- **Bounding box annotation entries**
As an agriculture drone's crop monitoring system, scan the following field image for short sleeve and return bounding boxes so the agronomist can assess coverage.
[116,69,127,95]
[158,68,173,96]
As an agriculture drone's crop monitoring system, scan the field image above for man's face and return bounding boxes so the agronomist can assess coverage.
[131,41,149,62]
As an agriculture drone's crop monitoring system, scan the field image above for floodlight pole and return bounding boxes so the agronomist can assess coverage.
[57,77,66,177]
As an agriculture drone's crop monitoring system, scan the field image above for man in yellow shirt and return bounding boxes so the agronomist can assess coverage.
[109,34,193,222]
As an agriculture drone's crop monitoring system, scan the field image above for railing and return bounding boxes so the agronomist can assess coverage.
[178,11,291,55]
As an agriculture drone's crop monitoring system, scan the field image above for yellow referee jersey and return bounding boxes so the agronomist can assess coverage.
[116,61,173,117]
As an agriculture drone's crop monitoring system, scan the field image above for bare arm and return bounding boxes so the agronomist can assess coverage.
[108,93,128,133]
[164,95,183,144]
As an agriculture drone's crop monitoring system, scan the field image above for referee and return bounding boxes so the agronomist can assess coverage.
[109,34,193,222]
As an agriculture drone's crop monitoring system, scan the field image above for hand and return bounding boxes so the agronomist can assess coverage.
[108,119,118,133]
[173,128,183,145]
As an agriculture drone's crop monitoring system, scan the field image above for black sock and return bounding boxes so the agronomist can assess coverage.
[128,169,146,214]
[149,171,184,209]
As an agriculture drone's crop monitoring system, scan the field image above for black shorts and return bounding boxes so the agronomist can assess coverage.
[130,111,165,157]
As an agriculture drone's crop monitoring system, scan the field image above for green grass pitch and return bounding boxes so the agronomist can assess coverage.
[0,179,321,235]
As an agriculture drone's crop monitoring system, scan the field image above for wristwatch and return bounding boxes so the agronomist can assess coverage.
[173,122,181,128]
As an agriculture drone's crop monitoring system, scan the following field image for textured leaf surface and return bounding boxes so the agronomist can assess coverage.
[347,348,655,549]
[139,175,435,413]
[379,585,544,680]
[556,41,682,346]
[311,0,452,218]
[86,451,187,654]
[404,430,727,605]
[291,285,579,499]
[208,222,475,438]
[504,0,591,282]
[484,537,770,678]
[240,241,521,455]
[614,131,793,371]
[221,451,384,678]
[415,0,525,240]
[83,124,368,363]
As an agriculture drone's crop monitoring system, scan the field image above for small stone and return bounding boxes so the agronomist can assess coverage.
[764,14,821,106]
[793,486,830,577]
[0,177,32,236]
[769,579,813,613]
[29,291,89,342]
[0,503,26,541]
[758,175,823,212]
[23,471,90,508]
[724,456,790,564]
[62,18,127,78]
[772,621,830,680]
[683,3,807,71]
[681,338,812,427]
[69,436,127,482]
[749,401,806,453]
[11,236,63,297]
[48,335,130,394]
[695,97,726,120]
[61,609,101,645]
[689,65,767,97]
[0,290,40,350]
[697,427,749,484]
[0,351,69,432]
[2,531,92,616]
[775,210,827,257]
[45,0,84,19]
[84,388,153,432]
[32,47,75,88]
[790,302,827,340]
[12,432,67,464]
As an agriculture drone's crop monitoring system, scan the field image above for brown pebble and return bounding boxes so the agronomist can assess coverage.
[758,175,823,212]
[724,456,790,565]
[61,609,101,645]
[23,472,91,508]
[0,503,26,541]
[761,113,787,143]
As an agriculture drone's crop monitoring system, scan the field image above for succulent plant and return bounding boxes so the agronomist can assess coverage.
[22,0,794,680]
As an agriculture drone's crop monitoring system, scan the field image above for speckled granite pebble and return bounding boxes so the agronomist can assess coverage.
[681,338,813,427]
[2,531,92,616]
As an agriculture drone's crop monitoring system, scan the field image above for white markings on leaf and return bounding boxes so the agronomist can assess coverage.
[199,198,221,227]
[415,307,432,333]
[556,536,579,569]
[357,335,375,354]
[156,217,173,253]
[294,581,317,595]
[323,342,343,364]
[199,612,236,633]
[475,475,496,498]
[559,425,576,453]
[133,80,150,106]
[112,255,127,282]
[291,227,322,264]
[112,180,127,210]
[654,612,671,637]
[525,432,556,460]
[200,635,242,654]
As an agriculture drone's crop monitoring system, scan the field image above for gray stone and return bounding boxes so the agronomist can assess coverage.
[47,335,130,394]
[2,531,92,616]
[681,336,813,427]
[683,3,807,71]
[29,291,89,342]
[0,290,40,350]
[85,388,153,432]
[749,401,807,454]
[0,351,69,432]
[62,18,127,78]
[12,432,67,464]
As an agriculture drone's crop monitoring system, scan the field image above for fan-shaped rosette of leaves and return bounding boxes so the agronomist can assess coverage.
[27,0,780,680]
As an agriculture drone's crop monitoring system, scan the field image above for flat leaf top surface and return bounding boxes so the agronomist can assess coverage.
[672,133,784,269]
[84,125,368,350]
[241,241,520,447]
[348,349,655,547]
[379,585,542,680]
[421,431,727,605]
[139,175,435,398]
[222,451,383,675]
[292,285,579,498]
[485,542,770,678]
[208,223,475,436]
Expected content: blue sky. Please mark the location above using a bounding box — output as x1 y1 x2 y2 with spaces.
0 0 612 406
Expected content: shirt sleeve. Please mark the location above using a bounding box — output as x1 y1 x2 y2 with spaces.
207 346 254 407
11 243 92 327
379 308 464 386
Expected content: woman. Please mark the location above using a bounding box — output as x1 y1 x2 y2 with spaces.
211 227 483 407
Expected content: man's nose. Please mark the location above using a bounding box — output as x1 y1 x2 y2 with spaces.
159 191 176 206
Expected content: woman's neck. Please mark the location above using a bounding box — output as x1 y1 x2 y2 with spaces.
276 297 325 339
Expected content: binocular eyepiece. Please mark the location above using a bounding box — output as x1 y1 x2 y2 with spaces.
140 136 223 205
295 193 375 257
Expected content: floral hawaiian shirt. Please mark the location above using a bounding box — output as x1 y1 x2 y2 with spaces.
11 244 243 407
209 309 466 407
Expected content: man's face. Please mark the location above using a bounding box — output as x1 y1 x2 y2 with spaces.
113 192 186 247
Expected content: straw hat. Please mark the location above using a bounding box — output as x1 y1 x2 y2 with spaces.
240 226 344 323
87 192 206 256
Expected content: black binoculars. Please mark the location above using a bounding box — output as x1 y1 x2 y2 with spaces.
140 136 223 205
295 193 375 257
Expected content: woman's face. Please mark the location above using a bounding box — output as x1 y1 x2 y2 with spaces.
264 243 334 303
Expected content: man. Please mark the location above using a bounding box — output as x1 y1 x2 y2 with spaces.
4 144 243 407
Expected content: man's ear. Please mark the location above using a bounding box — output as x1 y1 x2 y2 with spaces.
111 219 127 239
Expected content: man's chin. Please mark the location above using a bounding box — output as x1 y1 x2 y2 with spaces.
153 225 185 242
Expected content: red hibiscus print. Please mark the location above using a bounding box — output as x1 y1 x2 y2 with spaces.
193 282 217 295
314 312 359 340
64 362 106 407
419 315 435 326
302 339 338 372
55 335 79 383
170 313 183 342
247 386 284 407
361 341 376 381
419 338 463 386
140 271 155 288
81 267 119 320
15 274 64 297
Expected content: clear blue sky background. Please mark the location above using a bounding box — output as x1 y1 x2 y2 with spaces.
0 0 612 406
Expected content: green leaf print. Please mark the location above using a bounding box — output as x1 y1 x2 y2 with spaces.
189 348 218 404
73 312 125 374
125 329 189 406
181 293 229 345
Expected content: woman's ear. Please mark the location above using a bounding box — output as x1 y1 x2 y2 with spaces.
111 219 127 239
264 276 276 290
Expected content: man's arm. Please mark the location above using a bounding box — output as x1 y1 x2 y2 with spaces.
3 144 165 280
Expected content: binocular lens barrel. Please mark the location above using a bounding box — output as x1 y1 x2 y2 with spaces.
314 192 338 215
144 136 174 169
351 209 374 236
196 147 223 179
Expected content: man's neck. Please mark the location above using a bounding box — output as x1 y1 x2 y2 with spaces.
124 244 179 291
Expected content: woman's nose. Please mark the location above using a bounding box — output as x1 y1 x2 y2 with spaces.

- **WHAT TO PRODUCE**
How many lines in the listing above contain the string "neck"? Reply with the number alone.

- **EXERCISE RESPONSE**
2